# WORK INSTRUCTIONS:
a) From the article on the Tutankhamun exhibition, write out everything from "The fascination with" down to "of his tomb.".
b) In the article on the Tutankhamun exhibition, what things about Tut are named as the source of the fascination that made him a pop-cultural icon?
c) In the article on the Tutankhamun exhibition, in what year was Tut's tomb discovered?

─── SELECTED PASSAGE ───

By Farrah Madanay     11/16/11 6:00pm

The Tutankhamun: The Golden King and the Great Pharaohs exhibition at the Museum of Fine Arts Houston must have all the other Egyptian pharaohs rolling in their sarcophagi. Despite efforts by King Tut's successors to erase his name from official coronation records, Tut has paradoxically attained the highest level of posthumous recognition of any pharaoh after the discovery of his relatively unlooted tomb in 1922. The Tut exhibition touched down in the MFAH last month on Oct. 16 and will grace the upper level of the Caroline Wiess Law building until ?April 15, 2012.

The fascination with Tut's early death, short boyhood reign and intact necropolis have established him as a pop-cultural icon. Tut has achieved the coveted eternal afterlife, as evidenced by eager Houstonians willing to pay up to $33, $29 for students on weekends, to view the gilded and stone art treasures of his tomb.

─── ENTRIES SHOWN ───

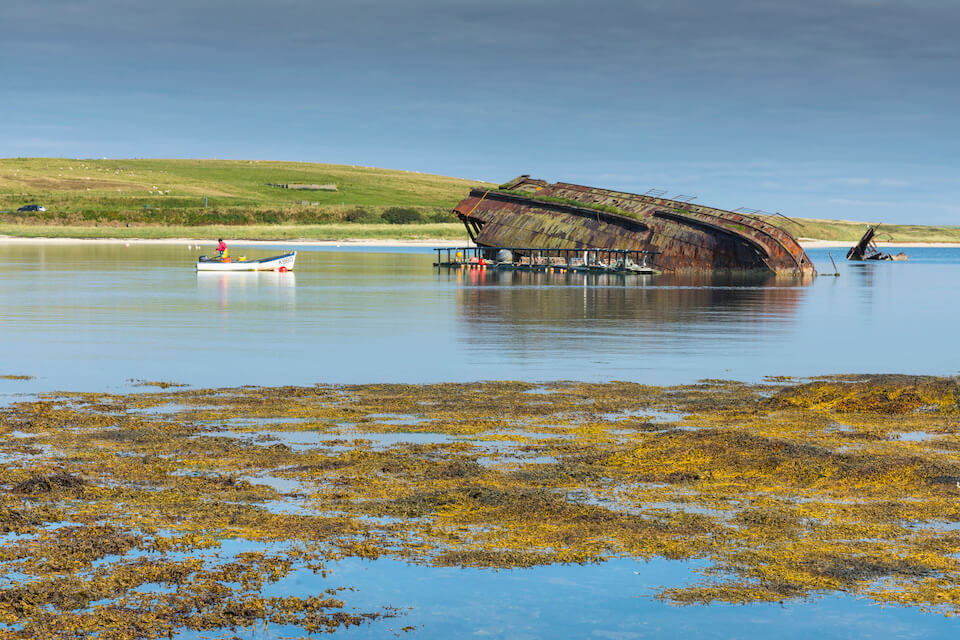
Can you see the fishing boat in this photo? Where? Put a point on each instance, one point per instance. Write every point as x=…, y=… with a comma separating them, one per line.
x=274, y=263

───
─── ENTRIES SHOWN ───

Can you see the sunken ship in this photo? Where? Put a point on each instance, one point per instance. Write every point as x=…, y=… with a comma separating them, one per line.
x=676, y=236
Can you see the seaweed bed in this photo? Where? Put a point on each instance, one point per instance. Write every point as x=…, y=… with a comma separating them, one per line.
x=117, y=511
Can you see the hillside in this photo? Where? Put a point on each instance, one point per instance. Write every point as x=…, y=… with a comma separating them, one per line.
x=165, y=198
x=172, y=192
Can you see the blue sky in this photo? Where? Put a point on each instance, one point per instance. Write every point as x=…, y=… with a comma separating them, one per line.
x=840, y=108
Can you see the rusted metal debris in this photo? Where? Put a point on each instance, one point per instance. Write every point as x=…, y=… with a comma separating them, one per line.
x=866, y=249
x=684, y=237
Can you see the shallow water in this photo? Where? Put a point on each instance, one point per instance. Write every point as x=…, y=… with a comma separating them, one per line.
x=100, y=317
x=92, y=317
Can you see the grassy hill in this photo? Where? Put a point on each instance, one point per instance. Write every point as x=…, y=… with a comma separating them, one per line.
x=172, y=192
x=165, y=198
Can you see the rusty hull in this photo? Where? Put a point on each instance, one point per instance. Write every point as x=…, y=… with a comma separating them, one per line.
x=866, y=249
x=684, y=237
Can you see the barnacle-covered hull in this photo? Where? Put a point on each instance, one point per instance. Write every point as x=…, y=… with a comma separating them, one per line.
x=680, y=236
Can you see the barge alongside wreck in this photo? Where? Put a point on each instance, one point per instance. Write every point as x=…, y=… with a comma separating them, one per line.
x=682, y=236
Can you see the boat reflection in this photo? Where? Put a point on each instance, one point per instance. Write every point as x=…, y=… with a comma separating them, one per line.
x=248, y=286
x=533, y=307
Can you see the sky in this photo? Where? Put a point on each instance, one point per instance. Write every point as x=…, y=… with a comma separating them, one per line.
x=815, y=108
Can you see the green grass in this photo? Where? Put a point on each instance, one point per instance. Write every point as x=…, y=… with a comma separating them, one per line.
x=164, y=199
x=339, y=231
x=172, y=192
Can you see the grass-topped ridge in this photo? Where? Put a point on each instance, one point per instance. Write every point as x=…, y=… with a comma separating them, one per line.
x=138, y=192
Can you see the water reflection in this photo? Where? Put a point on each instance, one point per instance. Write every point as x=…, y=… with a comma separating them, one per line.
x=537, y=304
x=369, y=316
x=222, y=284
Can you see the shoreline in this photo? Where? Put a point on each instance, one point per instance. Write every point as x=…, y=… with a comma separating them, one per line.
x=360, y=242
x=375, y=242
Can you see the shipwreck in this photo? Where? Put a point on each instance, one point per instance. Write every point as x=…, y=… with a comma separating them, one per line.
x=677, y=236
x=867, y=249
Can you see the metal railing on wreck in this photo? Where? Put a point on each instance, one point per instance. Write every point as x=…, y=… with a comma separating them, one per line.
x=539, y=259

───

# THE REPLIES:
a)
The fascination with Tut's early death, short boyhood reign and intact necropolis have established him as a pop-cultural icon. Tut has achieved the coveted eternal afterlife, as evidenced by eager Houstonians willing to pay up to $33, $29 for students on weekends, to view the gilded and stone art treasures of his tomb.

b)
- His early death
- His short boyhood reign
- His intact necropolis

c) 1922